*PROMPT*
Everything in the data should be repeated exactly, save for the images.

☆ ☆ ☆ ☆ ☆

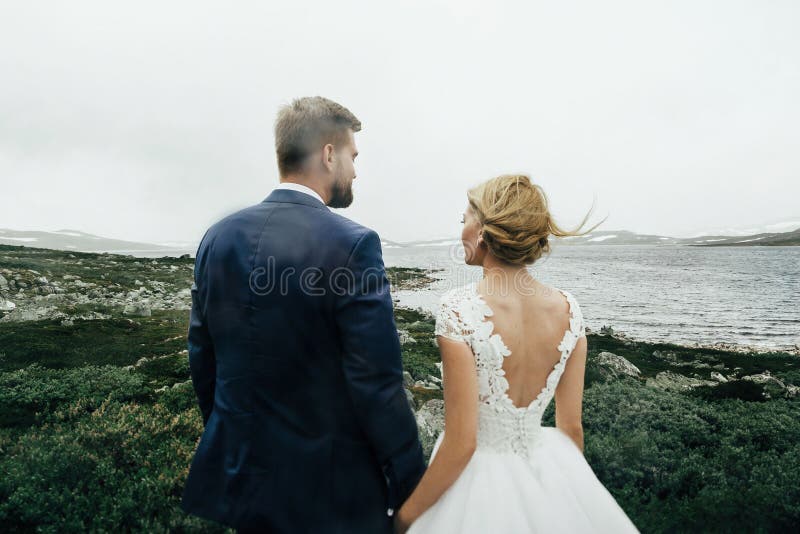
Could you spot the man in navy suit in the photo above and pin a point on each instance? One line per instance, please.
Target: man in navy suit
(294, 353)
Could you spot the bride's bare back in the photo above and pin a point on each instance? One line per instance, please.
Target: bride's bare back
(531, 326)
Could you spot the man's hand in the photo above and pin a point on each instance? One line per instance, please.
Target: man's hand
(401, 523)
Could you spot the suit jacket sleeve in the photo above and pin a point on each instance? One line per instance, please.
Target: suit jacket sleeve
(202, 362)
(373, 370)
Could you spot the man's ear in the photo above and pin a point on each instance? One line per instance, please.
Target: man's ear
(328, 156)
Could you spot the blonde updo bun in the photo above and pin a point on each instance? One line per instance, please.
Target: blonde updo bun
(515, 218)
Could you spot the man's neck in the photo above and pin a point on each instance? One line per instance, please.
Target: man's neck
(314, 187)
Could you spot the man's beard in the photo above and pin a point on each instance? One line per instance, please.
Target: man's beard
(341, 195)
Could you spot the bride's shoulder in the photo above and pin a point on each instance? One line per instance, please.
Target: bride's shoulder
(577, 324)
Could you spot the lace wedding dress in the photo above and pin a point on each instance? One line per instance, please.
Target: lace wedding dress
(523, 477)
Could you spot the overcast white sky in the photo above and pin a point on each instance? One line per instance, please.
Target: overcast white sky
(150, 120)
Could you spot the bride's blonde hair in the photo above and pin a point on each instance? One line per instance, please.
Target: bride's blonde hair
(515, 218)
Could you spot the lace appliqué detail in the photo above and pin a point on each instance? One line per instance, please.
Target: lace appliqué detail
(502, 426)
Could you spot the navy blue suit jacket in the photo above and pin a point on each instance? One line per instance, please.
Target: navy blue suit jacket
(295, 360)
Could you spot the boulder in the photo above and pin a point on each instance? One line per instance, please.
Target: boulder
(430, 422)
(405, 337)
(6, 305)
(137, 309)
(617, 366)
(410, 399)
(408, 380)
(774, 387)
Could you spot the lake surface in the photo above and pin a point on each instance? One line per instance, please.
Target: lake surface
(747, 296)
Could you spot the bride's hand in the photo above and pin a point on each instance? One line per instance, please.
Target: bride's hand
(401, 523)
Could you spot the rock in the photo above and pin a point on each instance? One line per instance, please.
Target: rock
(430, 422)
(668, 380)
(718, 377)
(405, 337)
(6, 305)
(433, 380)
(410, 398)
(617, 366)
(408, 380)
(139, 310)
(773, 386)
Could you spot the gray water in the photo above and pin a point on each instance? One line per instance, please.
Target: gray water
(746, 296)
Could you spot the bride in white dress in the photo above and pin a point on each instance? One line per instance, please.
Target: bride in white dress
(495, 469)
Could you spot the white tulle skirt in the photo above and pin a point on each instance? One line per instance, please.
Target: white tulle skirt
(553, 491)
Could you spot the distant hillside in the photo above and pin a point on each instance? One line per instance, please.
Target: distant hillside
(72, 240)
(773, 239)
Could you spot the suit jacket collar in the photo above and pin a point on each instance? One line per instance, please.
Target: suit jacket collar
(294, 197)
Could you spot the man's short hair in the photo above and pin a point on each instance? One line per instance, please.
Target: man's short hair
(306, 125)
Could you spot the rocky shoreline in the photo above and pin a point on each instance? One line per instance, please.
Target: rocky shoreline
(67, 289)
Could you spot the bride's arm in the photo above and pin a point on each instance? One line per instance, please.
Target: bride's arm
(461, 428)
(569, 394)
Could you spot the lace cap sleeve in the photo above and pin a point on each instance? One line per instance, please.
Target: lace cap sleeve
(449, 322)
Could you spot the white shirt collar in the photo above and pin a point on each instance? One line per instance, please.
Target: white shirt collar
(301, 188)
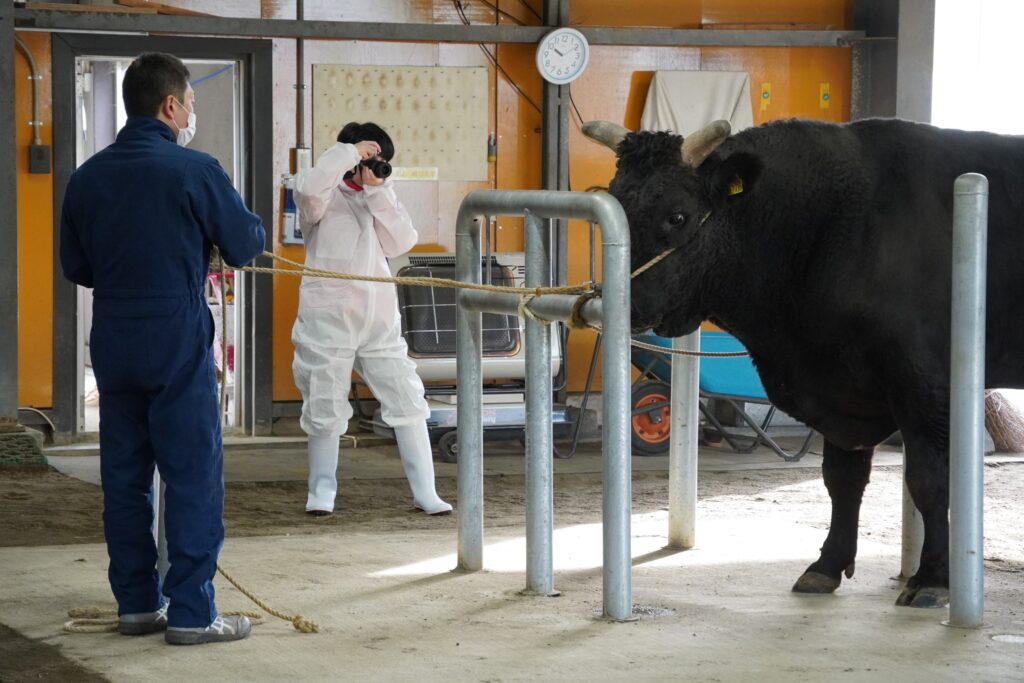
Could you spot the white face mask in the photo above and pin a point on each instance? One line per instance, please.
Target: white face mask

☆ ☆ ☆ ☆ ☆

*THE ANSWER*
Could you spot the man in navy suit in the photo above and pin a point on each instance? One line per instance, please.
Target: man in navy suit
(294, 353)
Could you spot the bride's bare back in the photo above and pin a point on each instance? One line per instance, please.
Target: bride's bare back
(531, 326)
Could you spot the man's hand in the photo above and pin a point on each instance? One line per instance, please.
Target: man's hand
(401, 523)
Could you spot the suit jacket sleeve in the photo above and pin a point on each instance? One line per instance, please.
Target: suit jacket sleeve
(202, 362)
(373, 370)
Could you spot the man's ear in the photo above and pin a point on each instance? One line per instance, please.
Target: man's ear
(328, 156)
Could you spot the blonde updo bun in the photo above and pin a point on each instance? One line per instance, please.
Target: blonde updo bun
(515, 218)
Could you spot the man's neck in the photo above and pin a point on each instance? One line per instance, please.
Target: man's neck
(314, 187)
Could you spot the man's beard in the photo above and pin a point on each instance? One line per instance, please.
Target: man's beard
(341, 195)
Could you spot the bride's shoulder in the photo above and pin a point on each instance? One line per instance, please.
Target: bride's shoulder
(577, 324)
Could you spot the lace wedding dress in the photo above and pin a point on each instance? One line per instance, please.
Target: lace wedding dress
(523, 477)
Could you spot the overcast white sky in the photo above and pin a point on each instance? One line per instance, please.
Target: overcast white sky
(150, 120)
Could you spot the bride's blonde hair in the photo above and pin a point on each instance? One line per instance, please.
Target: bride's blonde hair
(515, 218)
Could you spot the lace appliqué detail in the photo above and pin a point on each instance? One line per instance, please.
Target: lace appliqué detail
(502, 426)
Could you spot the navy blue suit jacket in the photo above and pin a point on each instance? One line per instance, please.
Target: navy blue suit jacket
(295, 360)
Could you spot the boulder in the photo above and pin a point on each instance? One line per instance, please.
Target: boulder
(430, 422)
(405, 337)
(6, 305)
(137, 309)
(617, 366)
(410, 399)
(408, 380)
(774, 387)
Could you spot the lake surface in the photo above and pin a point on each instance? One line per instance, please.
Target: lake surface
(747, 296)
Could you spot the bride's hand in the photo above and pin a point on each instance? One line per instance, please.
Target: bride's hand
(401, 523)
Could you spot the rock in the photo above and pin a point on each instance? One line per instance, please.
Target: rock
(430, 422)
(668, 380)
(718, 377)
(405, 337)
(6, 305)
(433, 380)
(410, 398)
(617, 366)
(408, 380)
(139, 310)
(773, 386)
Could you spot the gray water in the photo above and pin a point on each instance? One line per instance, please.
Target: gray water
(746, 296)
Could you spot the bride in white dress in the photo above and pin a point on each instance? One line per instance, please.
Target: bride in white dress
(495, 469)
Could you spot the white tulle skirt in the photo above and pin a point on each instance? One line per instance, please.
Target: white tulle skirt
(553, 491)
Could you spot the distant hillside in the photo above and pin a point on each instance? One line per instance, please.
Target: distant hillside
(72, 240)
(773, 239)
Could you spot the suit jacket collar in the photo above and pin a point on each instance? One line per instance, please.
Target: suit jacket collar
(294, 197)
Could you spot the man's short hair in the photo above and pin a point on each instance? One line per instance, please.
Target: man's short hair
(306, 125)
Could you spot the rocky shoreline in the photo above and pin a point on each instance? One line per instance, please.
Target: rocky shoreline
(67, 289)
Could you spot the bride's arm in the photo above and pin a point on each instance? One line per instance, please.
Target: bride's arm
(461, 428)
(569, 394)
Could you spot the lace cap sleeve in the photo above and pin a point on each instance? One line per instance, please.
Target: lace cap sleeve
(449, 322)
Could you spot the white shirt collar in the photo above and pin a point on each instance? One line per instance, please.
Target: white shirt collar
(301, 188)
Could you spot the white face mask in the photo above and pin a point on each instance? One line per instance, please.
Target: white face mask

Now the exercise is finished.